Passage to read:
--------------------------------

Some uncomfortable home truths

I read a lot of ‘long form’ journalism, mostly in the several periodicals I subscribe to and via RSS feeds that tempt me with links to articles, but I never gave much thought to where the texts come from, or under what conditions they are produced. I suppose I thought that writers (“journalists”) wrote them, editors acquired them and put them into publications, and readers like me read them and pointed other like-minded people to them, and so over time those texts became bricks in structures of what people thought and knew… which is a rather lovely but quite naïve/Pollyannish cartoon of a more complex reality.

James Pogue’s They made a movie out of it: the decline of nonfiction in the IP era, in the Jan-Feb 2020 issue of The Baffler, is an arresting corrective to the simplistic naïveté sketched above, and brings me abruptly into some of the grim realities of 2020.

It all has to do with “the rights” that attach to purchase of an item of Intellectual Property. Here’s what I didn’t know:

We are now in the mature stage of a book-to-film boom that is quietly transforming how Americans read and tell stories… Almost all written works that achieve prominence today (and many more that don’t) will be optioned… The emergence of streaming services from Amazon, Netflix, Apple, Disney, and even Walmart has driven a demand for writing on a bulk commodity scale at a time when the business of publishing—especially but not only in the world of magazines—has largely abdicated its responsibility for paying writers an amount that would secure a decent life.

--------------------------------

Information provided:
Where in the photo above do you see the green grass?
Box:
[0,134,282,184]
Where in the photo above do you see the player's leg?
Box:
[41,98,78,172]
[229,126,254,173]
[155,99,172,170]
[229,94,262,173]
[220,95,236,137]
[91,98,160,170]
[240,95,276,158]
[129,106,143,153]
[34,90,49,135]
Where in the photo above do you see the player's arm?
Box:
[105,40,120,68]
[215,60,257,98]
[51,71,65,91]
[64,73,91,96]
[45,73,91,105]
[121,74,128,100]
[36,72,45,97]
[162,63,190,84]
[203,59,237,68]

--------------------------------

Assignment: Please reproduce the piece on long-form journalism in full, word for word.

Answer box:
Some uncomfortable home truths

I read a lot of ‘long form’ journalism, mostly in the several periodicals I subscribe to and via RSS feeds that tempt me with links to articles, but I never gave much thought to where the texts come from, or under what conditions they are produced. I suppose I thought that writers (“journalists”) wrote them, editors acquired them and put them into publications, and readers like me read them and pointed other like-minded people to them, and so over time those texts became bricks in structures of what people thought and knew… which is a rather lovely but quite naïve/Pollyannish cartoon of a more complex reality.

James Pogue’s They made a movie out of it: the decline of nonfiction in the IP era, in the Jan-Feb 2020 issue of The Baffler, is an arresting corrective to the simplistic naïveté sketched above, and brings me abruptly into some of the grim realities of 2020.

It all has to do with “the rights” that attach to purchase of an item of Intellectual Property. Here’s what I didn’t know:

We are now in the mature stage of a book-to-film boom that is quietly transforming how Americans read and tell stories… Almost all written works that achieve prominence today (and many more that don’t) will be optioned… The emergence of streaming services from Amazon, Netflix, Apple, Disney, and even Walmart has driven a demand for writing on a bulk commodity scale at a time when the business of publishing—especially but not only in the world of magazines—has largely abdicated its responsibility for paying writers an amount that would secure a decent life.